### REQUIRED TASKS:
• A. Retype the part of the NOS server startup guide starting with "Skip to content" and going on through "4th examples below.".
• B. Put this sentence from the NOS server startup guide into Spanish: "Initialize the NOS inference server (as a docker daemon)."

### SELECTED EXCERPT:
###

Skip to content

Starting the server

The NOS gRPC server can be started in two ways:

  • Via the NOS SDK using nos.init(...) (preferred for development)
  • Via the NOS serve CLI.
  • Via Docker Compose (recommended for production deployments)

You can also start the server with the REST API proxy enabled as shown in the 2nd and 4th examples below.

You can start the nos server programmatically via the NOS SDK:

import nos

nos.init(runtime="auto")

You can start the nos server via the NOS serve CLI:

nos serve up

Optionally, to use the REST API, you can start an HTTP gateway proxy alongside the gRPC server:

nos serve up --http

Navigate to examples/docker to see an example of the YAML specification. You can start the server with the following command:

docker-compose -f docker-compose.gpu.yml up
docker-compose.gpu.yml
services:
  server-gpu:
    image: autonomi/nos:latest-gpu
    environment:
      - NOS_HOME=/app/.nos
      - NOS_LOGGING_LEVEL=INFO
    volumes:
      - ~/.nosd:/app/.nos
      - /dev/shm:/dev/shm
    ports:
      - 50051:50051
    ipc: host
    deploy:
      resources:
        reservations:
          devices:
            - capabilities: [gpu]

Navigate to examples/docker to see an example of the YAML specification. You can start the server with the following command:

docker-compose -f docker-compose.gpu-with-gateway.yml up
docker-compose.gpu-with-gateway.yml
services:
  server:
    image: autonomi/nos:latest-gpu
    command: /app/entrypoint.sh --http
    environment:
      - NOS_HOME=/app/.nos
      - NOS_LOGGING_LEVEL=INFO
    volumes:
      - ~/.nosd:/app/.nos
      - /dev/shm:/dev/shm
    ports:
      - 8000:8000
    ipc: host
    deploy:
      resources:
        reservations:
          devices:
            - capabilities: [gpu]

API Reference


nos.init

init(runtime: str = 'auto', port: int = DEFAULT_GRPC_PORT, utilization: float = 1.0, pull: bool = True, logging_level: Union[int, str] = logging.INFO, tag: Optional[str] = None) -> Container

Initialize the NOS inference server (as a docker daemon).

###

### DATASET SECTION:
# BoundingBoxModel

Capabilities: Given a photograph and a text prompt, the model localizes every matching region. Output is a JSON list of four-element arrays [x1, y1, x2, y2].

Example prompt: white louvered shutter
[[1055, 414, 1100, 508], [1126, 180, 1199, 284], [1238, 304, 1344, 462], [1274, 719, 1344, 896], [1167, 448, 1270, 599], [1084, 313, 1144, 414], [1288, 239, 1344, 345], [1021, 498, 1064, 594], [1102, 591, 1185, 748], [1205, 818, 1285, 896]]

###

### FULL ANSWERS:
• A.
Skip to content

Starting the server

The NOS gRPC server can be started in two ways:

  • Via the NOS SDK using nos.init(...) (preferred for development)
  • Via the NOS serve CLI.
  • Via Docker Compose (recommended for production deployments)

You can also start the server with the REST API proxy enabled as shown in the 2nd and 4th examples below.

• B. Inicializa el servidor de inferencia NOS (como un daemon de Docker).